▶ _Required work_:
A - Rewrite the piece about Craig starting with "Craig is kind." and going on through "me significant stress.", substituting "sanctuary" for "shelter".
B - Write the next part of the piece about Craig, picking up after its last sentence.

Craig is kind. When I had finally made the decision to take two of Lee’s cats to a no-kill shelter, Craig flew down and helped me load them up and take them to the shelter. He held my hand as I cried softly, feeling that I had betrayed the trust of our dearly departed friend. When we got back to my house, he cleaned up the room those cats had destroyed; spending the next two days turning it into a new office for me. He spent his own time and money in that project, only to try to make me find peace with my decision and to fix what was a huge problem in my home that caused me significant stress.
Craig is generous. Every time he is working on a project at home or trying to down-size his material possessions, he makes the effort to separate things into clusters that get delivered to different charities – based on the services that they provide to those in need. Old door frames, cabinets, etc go to Habitat for Humanity. Clothes, shoes, blankets, etc go to Goodwill or the Salvation Army (even knowing the Salvation Army’s stance on who he is – he has told me, “it’s not about their political stances, it’s about helping people in need”).
Craig is patient. Over the last two plus years, I have been in a personal situation that has prohibited me from leaving Texas. Craig was willing to move to Texas, but after much discussion and realization, we knew that that was not the right decision – I would move to Illinois as soon as I could. It was time for me to leave Texas and expand my world. I am moving there in October, 2014. All of this time, Craig has patiently helped me overcome my fears of being in love, being completely open and honest with another human being, and has patiently been preparing a home in Illinois for us to live in. A few months after we met, he said that he knew I was the man he was going to marry and spend the rest of his life with on the day we met. A few years of waiting to completely live together was nothing compared to the thirty-seven years he had been waiting to meet me.

▶ _Stored data_:
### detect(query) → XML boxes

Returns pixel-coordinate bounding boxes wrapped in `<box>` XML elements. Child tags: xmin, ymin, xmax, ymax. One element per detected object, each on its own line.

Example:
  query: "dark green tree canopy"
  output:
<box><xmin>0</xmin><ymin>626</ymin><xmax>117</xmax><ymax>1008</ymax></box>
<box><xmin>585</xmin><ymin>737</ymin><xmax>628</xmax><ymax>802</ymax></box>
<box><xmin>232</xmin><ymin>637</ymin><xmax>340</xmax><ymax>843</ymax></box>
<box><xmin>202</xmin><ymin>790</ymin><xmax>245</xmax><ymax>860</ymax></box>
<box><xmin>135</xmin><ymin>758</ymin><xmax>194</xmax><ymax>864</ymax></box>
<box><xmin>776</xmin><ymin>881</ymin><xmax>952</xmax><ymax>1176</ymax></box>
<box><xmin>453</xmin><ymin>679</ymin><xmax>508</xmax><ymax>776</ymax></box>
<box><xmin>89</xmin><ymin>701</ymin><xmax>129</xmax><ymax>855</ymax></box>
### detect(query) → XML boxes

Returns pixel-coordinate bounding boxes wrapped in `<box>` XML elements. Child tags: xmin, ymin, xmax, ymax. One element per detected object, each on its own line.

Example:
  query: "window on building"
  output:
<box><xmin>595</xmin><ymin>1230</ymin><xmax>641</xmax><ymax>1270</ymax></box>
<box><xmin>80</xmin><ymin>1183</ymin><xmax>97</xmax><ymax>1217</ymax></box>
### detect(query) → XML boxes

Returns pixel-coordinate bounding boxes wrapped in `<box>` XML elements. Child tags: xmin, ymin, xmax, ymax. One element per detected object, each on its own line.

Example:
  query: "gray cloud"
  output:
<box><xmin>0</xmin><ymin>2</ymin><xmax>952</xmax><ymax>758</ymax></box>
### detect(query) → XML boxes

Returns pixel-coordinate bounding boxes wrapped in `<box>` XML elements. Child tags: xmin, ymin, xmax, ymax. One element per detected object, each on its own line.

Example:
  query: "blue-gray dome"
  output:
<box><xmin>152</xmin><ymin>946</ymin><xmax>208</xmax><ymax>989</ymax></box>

▶ _List of answers_:
A -
Craig is kind. When I had finally made the decision to take two of Lee’s cats to a no-kill sanctuary, Craig flew down and helped me load them up and take them to the sanctuary. He held my hand as I cried softly, feeling that I had betrayed the trust of our dearly departed friend. When we got back to my house, he cleaned up the room those cats had destroyed; spending the next two days turning it into a new office for me. He spent his own time and money in that project, only to try to make me find peace with my decision and to fix what was a huge problem in my home that caused me significant stress.

B -
Craig is opinionated – and he knows it. When he feels that something is wrong, that’s it. It’s very difficult to get him to see a different viewpoint on the matter. I know that this is a survival skill that has served him well in the past and helped him avert the disasters in his life that I so readily accepted into mine. So, while this may seem like a bad thing, in reality it has been a good thing in his life, for the most part.
Craig is a child. When he is sick, he is like a three year old. It is terribly cute and endearing. And sometimes when he doesn’t think I’m looking at him, I catch him looking at something like sea turtles basking on the beach with the wide-eyed wonder of a three year old child. It is in this sweet innocence that I see the pure soul of the man that I am in love with.
Craig is perfect in all of his little imperfections. He sees the world the way it could be, always cognizant of the way the world actually is. He hopes for a better tomorrow. Not for himself, but for all living creatures. He believes in the message of Jesus Christ – that we are all brothers and sisters and our only commandment is to love each other. I see the way he looks at the living creatures on this earth and there is pure love in his eyes.
Craig is a man that makes me want to be better than I am. Craig is a man that I learn from daily. Craig is the man that makes me want to get healthy again, just so I can live longer and be blessed enough to look into his soul as long as I possibly can.